*EXCERPT TO READ*.
New features in version 1.7.2996

  • Detailed documentation wiki site.
  • Standalone Levante-Ernst thermalizer for relaxation superoperators.
  • Major efficiency improvements in the pseudocontact shift module when dealing with non-point unpaired electrons.
  • Floquet theory and Fokker-Planck theory (for single and double rotation solid state NMR) added as kernel contexts.
  • Tensor train matrix by full vector multiplication function added to the tensor train module (collaboration with Sergey Dolgov and Dmitry Savostyanov).
  • A standalone Krylov propagation module with an option to run on GPU.
  • Improved support for NVidia Tesla cards, propagator caching and memory management as well as assorted efficiency improvements and bug fixes throughout the code.
  • Shaped pulse functions in frequency-amplitude-time coordinates using Fokker-Planck formalism, including situations where gradients are present (collaboration with Gareth Morris).
  • Three- and four-pulse DEER sequences, pulse-acquire and Davies ENDOR sequence using orientation-selective soft pulses (collaboration with Nurit Manukovsky and Daniella Goldfarb).
  • Time-domain hard-pulse HYSCORE sequence (collaboration with Luke Edwards).
  • Quadrupolar overtone cross-polarization simulation examples (collaboration with Marina Carravetta).
  • Basic 1D, 2D and 3D imaging infrastructure with gradients, diffusion (both finite difference and Fourier derivative operators), flow and quantum mechanical treatment of spin dynamics using Fokker-Planck formalism (collaboration with Jean-Nicolas Dumez).
  • ROESY pulse sequence with ideal spin-lock in the NMR module (collaboration with Christina Thiele, Barbara Odell and Tim Claridge).
  • DNP field scan simulations supporting electrons of any spin, including gadolinium examples (collaboration with Bjorn Corzilius).
  • An efficient gadolinium ZFS parameter distribution integrator (collaboration with Nurit Manukovsky and Daniella Goldfarb).
  • Initial concentrations for the kinetics module can now be specified as input parameters rather than manually in the initial state.
  • Spin system energy level population profiling function.
  • Analytical standard results (in Mathematica) for the relaxation theory module in the example set.

*INFORMATION PROVIDED*.

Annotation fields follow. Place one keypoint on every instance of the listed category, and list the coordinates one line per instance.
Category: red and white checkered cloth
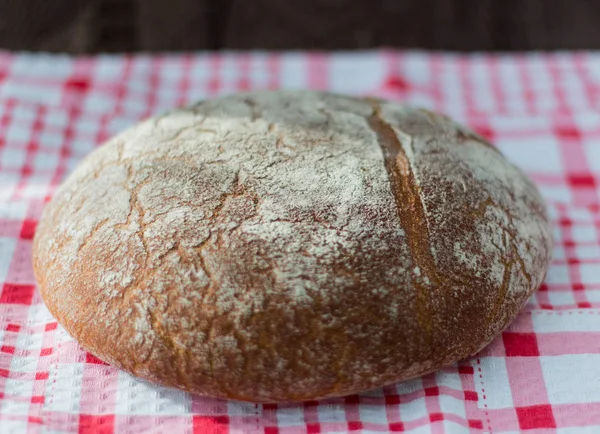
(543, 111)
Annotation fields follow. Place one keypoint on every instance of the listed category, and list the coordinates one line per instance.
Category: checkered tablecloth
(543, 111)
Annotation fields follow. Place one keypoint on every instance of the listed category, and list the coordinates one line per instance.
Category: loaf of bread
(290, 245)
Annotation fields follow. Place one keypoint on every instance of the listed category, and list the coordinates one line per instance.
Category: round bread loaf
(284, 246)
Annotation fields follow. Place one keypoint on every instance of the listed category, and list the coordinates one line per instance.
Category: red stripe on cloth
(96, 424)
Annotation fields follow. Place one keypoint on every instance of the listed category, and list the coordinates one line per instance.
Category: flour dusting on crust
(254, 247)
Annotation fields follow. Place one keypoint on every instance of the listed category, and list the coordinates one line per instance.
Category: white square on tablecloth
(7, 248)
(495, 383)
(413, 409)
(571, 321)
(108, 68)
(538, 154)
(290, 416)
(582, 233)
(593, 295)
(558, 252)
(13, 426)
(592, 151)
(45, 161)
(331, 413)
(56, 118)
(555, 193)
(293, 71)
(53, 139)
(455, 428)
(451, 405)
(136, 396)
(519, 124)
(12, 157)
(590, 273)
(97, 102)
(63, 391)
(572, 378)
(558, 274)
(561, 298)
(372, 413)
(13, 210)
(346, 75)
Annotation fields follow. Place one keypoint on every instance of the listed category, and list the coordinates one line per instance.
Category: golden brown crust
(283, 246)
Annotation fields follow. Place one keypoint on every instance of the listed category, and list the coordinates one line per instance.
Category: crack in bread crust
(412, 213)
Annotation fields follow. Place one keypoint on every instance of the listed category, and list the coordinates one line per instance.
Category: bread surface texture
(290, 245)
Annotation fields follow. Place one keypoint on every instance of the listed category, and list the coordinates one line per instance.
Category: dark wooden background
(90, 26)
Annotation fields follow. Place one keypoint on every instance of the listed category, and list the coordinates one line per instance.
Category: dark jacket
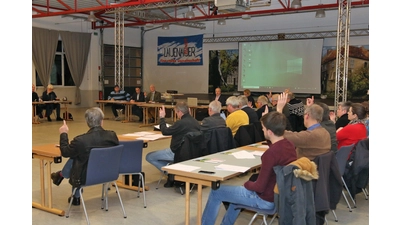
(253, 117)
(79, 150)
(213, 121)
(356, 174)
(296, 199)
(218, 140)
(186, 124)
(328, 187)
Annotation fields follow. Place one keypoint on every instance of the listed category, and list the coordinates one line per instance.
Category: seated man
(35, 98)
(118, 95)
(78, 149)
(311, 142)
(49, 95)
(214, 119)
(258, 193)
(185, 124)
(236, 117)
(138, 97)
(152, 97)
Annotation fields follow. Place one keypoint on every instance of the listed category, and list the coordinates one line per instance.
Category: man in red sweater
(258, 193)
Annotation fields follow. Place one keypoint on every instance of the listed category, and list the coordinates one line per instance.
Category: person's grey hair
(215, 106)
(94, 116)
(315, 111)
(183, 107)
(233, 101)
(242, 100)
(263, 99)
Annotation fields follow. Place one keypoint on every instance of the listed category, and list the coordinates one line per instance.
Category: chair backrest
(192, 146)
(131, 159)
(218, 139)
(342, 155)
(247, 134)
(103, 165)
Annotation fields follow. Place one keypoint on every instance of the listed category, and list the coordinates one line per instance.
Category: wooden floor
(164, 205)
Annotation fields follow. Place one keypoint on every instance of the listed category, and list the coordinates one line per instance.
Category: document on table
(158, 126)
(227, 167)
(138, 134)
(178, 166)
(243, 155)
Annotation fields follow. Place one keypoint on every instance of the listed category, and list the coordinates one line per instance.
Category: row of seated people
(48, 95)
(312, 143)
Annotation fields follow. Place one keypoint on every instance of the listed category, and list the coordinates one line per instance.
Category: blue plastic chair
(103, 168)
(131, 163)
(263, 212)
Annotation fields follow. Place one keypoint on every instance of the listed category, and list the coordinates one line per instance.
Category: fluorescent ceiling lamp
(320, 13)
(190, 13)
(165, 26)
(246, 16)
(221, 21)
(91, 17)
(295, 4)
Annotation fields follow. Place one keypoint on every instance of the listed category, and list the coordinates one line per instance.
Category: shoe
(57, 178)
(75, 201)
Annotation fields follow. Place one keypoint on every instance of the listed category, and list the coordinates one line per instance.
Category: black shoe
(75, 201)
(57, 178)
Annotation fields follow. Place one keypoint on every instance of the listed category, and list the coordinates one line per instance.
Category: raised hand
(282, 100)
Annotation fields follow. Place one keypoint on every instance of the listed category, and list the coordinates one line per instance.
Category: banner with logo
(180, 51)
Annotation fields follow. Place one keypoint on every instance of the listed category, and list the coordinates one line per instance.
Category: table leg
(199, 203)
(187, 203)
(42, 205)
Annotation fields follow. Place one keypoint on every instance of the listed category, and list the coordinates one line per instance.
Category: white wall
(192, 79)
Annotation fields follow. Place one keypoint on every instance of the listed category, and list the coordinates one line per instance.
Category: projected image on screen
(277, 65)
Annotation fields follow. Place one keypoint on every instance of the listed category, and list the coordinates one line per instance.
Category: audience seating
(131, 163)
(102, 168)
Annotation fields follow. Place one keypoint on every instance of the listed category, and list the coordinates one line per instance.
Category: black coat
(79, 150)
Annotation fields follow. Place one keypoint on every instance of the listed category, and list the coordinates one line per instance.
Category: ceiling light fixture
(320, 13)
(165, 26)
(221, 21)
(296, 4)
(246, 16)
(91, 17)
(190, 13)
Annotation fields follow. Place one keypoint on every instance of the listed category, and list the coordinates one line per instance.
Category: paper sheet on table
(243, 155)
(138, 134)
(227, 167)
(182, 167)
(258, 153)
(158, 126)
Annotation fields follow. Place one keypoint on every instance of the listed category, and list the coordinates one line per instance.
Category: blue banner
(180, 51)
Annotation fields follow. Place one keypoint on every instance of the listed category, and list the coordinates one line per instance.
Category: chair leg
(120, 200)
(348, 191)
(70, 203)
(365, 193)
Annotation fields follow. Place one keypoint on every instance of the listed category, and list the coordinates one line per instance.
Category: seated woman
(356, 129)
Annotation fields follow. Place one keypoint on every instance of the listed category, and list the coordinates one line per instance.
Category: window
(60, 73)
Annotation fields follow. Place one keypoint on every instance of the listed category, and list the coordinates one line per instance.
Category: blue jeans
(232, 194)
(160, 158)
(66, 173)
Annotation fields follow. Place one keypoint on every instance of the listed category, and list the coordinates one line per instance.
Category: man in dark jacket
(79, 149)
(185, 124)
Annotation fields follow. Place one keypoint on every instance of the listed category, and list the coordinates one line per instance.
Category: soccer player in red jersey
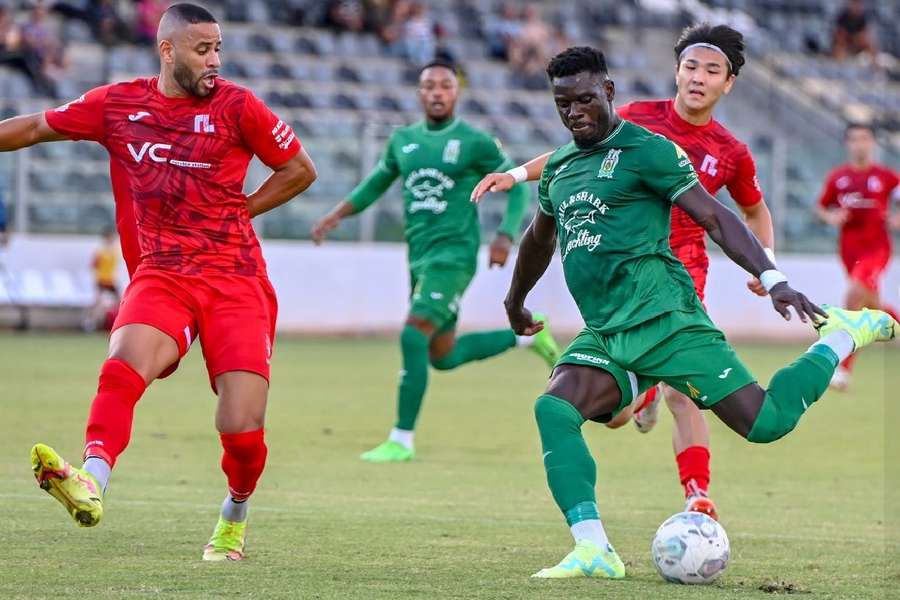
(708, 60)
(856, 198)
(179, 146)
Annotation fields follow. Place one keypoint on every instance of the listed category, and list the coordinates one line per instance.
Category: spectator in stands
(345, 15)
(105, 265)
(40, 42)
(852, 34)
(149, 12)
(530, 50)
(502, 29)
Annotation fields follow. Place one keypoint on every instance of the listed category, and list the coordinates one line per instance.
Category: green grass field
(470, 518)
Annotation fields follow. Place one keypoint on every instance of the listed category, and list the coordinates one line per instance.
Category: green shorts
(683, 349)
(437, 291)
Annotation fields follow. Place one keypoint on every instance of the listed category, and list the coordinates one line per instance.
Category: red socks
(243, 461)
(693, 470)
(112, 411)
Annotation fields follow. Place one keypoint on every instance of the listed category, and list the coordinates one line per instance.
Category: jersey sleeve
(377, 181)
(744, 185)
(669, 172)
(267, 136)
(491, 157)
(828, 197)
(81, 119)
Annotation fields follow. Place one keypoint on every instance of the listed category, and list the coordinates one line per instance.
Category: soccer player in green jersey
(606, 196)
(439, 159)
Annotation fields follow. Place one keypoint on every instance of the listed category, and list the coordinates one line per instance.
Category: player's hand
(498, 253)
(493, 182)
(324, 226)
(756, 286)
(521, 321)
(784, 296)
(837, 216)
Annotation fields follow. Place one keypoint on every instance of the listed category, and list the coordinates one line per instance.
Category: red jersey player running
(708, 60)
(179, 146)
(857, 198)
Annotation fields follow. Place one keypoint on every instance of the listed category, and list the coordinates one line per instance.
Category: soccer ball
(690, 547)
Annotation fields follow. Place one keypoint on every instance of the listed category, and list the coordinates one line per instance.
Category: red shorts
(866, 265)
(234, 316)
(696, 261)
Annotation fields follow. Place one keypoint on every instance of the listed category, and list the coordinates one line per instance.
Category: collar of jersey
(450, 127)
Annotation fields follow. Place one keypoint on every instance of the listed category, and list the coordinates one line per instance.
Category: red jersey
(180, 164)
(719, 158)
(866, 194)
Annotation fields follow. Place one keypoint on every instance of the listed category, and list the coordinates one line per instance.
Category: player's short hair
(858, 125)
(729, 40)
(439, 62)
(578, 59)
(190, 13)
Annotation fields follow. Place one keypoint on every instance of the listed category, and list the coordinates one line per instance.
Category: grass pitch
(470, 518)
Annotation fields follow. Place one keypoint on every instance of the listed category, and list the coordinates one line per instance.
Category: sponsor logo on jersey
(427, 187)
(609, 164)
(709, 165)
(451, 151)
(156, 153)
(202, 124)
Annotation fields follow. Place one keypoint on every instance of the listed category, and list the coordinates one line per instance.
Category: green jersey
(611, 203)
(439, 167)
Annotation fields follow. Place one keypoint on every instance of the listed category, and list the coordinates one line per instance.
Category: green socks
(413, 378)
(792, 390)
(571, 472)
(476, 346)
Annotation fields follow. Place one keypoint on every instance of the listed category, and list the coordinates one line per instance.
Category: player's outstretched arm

*JOBS*.
1. In the version 1.7.2996 feature list, who collaborated on the time-domain hard-pulse HYSCORE sequence?
2. Write what comes next in the version 1.7.2996 feature list, starting after its final entry.
The records are unrelated to the version 1.7.2996 feature list.

*EXPECTED ANSWERS*.
1. Luke Edwards.

2.
New features in version 1.6.2782

  • BFGS-Krotov and regularized Newton-Raphson GRAPE algorithms in the Optimal Control module (written by David Goodwin). Standalone direct and inverted BFGS and SR1 Hessian update modules.
  • One-angle Lebedev and REPULSION grids, hemisphere and octant subsets for REPULSION grids.
  • Augmented exponential functions for the calculation of matrix exponential derivatives and chained integrals involving matrix exponentials (a collaboration with David Goodwin).
  • Generalized rotating frame transformation module permitting arbitrary order perturbation theory corrections to rotating frame transformations.
  • Chemical kinetics module now supports networks of first order chemical reactions as well as point-to-point coherence fluxes within a fixed spin system.
  • Sparse matrix exponentiation module takes advantage of sparse GPU algebra (NVidia cards only) in the forthcoming Matlab R2015b. An order of magnitude acceleration is observed for some solid state NMR simulations. The module also now uses a hash table based caching algorithm to avoid re-calculation of exponentials of previously encountered matrices. Standalone matrix hashing module added.
  • Interactive 2D spectral integration and slicing functions are now available, along with basic streak removal functionality.
  • Support for double-rotation solid state NMR and double-rotation overtone NMR using Fokker-Planck formalism (collaboration with Marina Carravetta).
  • New spectral fitting examples, including simultaneous multi-spectral fits (collaboration with Bruno Linclau, Giuseppe Pileio and Malcolm Levitt).
  • Symmetry factorization module now supports Hilbert space Hamiltonians.
  • Experimental support for 3D spatial diffusion and triple-axis gradient experiments using direct products of spin and spatial degrees of freedom. Examples of 1D images, 1D diffusion NMR and ultrafast COSY experiments (collaboration with Jean-Nicolas Dumez).
  • Multiple new auxiliary functions that streamline commonly occurring transformations and notation translations.
  • Auxiliary matrix based chemical yield integration algorithm implemented into the Spin Chemistry modules.
  • Out-of-phase ESEEM sequence added to the ESR pulse sequences.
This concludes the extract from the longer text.